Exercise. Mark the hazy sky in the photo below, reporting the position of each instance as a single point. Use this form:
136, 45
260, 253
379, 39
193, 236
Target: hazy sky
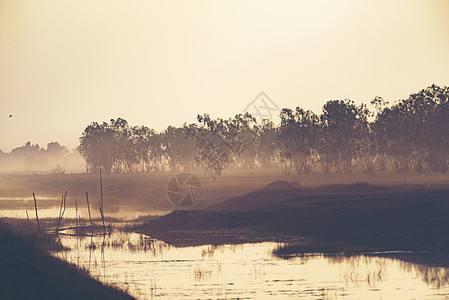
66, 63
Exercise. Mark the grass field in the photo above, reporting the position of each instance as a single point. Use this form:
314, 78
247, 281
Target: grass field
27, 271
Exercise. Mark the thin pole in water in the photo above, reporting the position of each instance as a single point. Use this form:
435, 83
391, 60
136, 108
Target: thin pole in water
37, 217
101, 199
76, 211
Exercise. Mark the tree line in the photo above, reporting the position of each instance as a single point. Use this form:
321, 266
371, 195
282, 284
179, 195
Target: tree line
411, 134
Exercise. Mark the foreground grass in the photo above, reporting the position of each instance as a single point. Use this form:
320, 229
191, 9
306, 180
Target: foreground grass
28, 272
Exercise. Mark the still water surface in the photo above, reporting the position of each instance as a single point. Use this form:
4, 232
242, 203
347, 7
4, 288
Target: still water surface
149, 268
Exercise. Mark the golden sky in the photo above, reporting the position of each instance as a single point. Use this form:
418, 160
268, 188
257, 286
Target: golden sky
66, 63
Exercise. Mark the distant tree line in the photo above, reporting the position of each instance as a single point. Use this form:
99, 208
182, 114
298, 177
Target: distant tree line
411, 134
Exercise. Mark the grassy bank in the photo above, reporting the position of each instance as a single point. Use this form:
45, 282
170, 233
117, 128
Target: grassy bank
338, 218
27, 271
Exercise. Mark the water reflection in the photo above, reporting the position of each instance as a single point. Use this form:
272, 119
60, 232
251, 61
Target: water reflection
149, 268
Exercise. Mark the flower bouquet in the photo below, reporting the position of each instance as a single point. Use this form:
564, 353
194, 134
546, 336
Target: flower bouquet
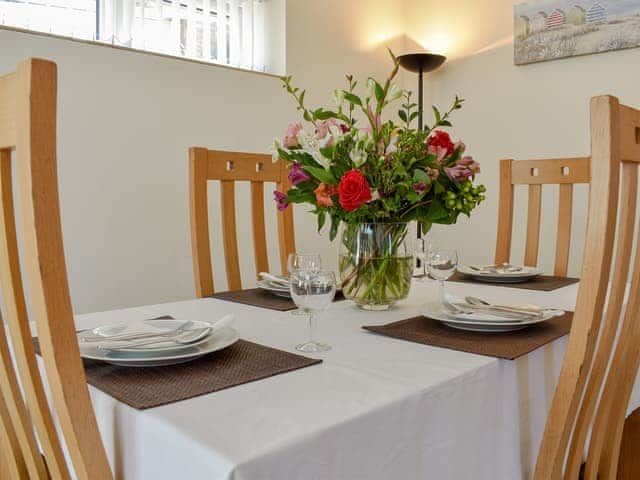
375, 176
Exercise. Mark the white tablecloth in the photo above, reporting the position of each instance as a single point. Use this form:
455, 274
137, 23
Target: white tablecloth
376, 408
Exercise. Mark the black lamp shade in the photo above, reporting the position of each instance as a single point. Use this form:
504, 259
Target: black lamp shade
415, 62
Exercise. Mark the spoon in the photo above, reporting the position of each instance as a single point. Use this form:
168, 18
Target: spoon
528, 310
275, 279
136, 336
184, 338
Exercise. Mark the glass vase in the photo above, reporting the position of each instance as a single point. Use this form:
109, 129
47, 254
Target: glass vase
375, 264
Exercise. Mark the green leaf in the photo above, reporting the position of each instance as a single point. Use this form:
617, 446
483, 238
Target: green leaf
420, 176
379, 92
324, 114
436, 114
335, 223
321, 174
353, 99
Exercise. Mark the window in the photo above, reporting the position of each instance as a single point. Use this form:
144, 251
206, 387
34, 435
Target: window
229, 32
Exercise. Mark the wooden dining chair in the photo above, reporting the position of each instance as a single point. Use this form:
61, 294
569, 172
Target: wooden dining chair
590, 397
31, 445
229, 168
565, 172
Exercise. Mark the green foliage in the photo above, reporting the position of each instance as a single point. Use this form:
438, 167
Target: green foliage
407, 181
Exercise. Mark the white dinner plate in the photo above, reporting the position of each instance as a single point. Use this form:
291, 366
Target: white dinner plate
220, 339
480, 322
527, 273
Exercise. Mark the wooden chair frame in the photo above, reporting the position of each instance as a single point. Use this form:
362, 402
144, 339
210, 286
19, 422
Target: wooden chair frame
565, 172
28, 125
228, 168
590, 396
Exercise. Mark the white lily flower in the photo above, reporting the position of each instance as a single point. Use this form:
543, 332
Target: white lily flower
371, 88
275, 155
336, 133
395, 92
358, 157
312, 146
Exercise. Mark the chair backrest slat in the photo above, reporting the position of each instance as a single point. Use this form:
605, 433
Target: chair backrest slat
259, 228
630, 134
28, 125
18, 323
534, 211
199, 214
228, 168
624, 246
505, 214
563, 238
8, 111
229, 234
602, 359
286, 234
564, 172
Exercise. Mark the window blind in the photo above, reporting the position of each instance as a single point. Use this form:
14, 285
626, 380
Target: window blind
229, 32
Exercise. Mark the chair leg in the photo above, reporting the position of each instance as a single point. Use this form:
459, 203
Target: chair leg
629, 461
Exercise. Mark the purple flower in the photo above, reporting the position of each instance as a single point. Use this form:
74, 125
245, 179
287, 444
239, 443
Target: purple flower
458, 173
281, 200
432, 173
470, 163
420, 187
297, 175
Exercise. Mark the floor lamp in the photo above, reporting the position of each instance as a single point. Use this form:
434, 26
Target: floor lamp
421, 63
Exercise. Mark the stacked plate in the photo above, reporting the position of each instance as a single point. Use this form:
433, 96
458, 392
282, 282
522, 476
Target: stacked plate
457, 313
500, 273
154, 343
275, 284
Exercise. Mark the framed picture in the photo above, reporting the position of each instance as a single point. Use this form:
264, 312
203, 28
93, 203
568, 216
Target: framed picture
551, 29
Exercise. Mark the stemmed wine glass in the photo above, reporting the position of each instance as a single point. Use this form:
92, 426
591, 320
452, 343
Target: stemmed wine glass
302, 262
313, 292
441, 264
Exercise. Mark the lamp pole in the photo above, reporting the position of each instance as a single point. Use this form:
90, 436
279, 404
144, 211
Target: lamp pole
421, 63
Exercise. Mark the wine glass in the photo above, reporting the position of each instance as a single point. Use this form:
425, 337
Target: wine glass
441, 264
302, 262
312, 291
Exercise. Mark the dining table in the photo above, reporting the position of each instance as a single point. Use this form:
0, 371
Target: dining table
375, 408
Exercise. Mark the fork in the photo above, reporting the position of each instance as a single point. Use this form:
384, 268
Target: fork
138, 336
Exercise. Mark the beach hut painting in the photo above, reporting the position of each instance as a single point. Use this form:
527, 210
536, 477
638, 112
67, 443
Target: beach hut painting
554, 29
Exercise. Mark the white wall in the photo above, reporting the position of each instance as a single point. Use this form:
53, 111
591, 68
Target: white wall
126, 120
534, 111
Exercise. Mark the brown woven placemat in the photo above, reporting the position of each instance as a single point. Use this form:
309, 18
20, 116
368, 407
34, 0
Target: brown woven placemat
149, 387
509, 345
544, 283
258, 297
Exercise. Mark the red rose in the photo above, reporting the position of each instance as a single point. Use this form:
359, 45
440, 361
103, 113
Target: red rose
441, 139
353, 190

—————

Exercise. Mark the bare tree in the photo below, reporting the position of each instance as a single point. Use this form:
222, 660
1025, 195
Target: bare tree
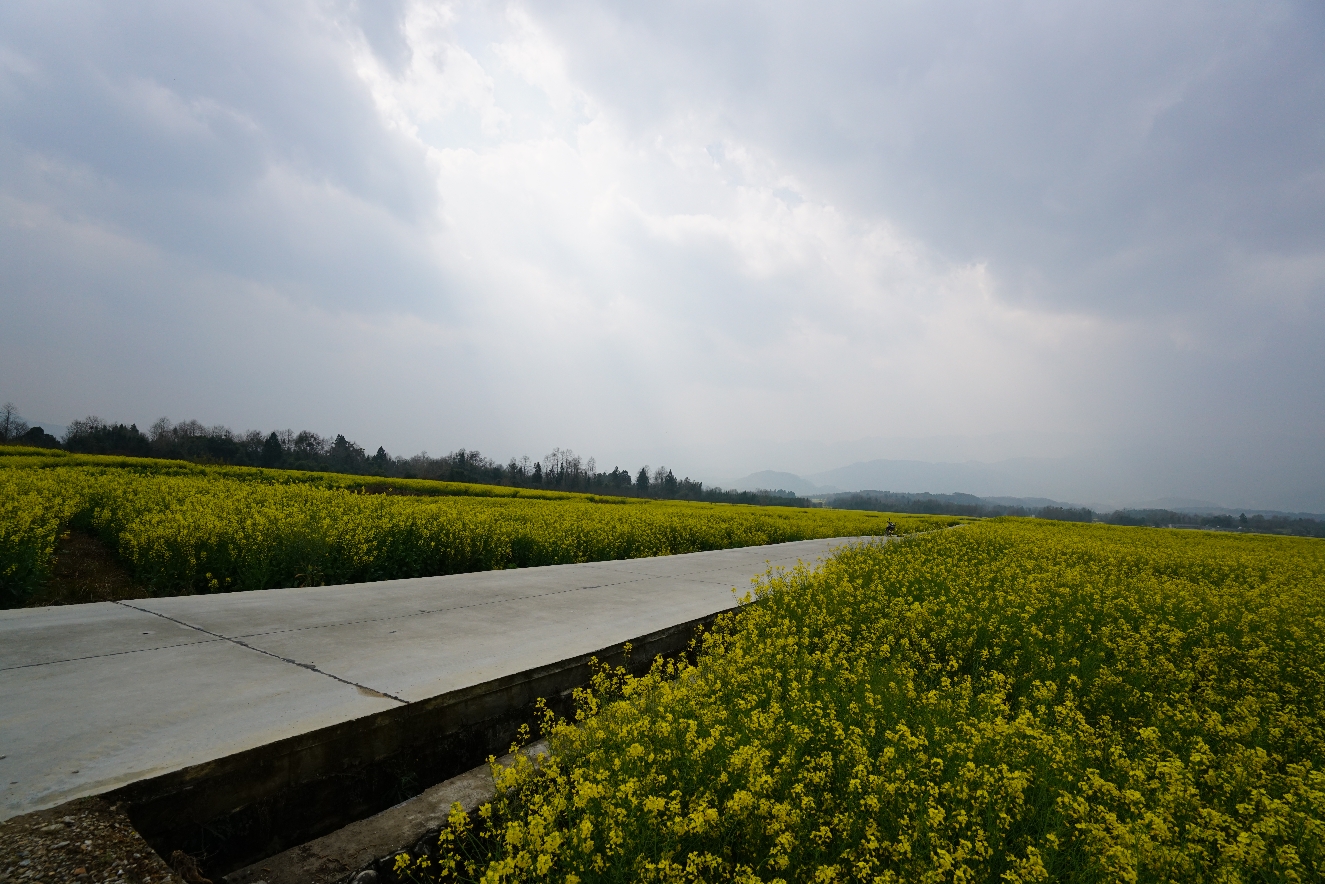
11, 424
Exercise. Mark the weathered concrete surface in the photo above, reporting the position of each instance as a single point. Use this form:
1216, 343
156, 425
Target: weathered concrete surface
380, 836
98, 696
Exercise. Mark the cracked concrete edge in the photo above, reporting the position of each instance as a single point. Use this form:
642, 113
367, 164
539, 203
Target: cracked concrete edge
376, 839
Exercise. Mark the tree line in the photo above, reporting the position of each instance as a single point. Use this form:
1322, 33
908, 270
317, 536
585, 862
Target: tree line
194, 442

—————

(Problem statement):
All that belongs in the answer is the run of lines above from the line containing "Target: framed picture" through the line containing "Exercise. Mark the beach", exactly as written.

(Exercise solution):
Target: framed picture
551, 29
Exercise. Mark the stemmed wine glass in the photo above, reporting the position of each instance as a single point. Use this form:
92, 426
591, 320
452, 343
Target: stemmed wine glass
302, 262
313, 292
441, 264
Exercise. Mark the lamp pole in the photo above, reporting the position of each instance as a single point. Use this form:
90, 436
279, 404
144, 211
Target: lamp pole
421, 63
Exercise. Mark the wine glass in the photo above, reporting the position of each instance as a single point. Use this form:
425, 337
Target: wine glass
441, 264
302, 262
312, 291
Exercise. Mark the dining table in the photo above, reporting the position of each instance as a single point. Use this form:
0, 371
Target: dining table
375, 408
Exercise. Mark the fork in the photo above, reporting the position of each instance as a single point. Use this form:
384, 268
Target: fork
138, 336
Exercise. Mark the beach hut painting in the photo above, reporting the position of each instance as a single point. Use this form:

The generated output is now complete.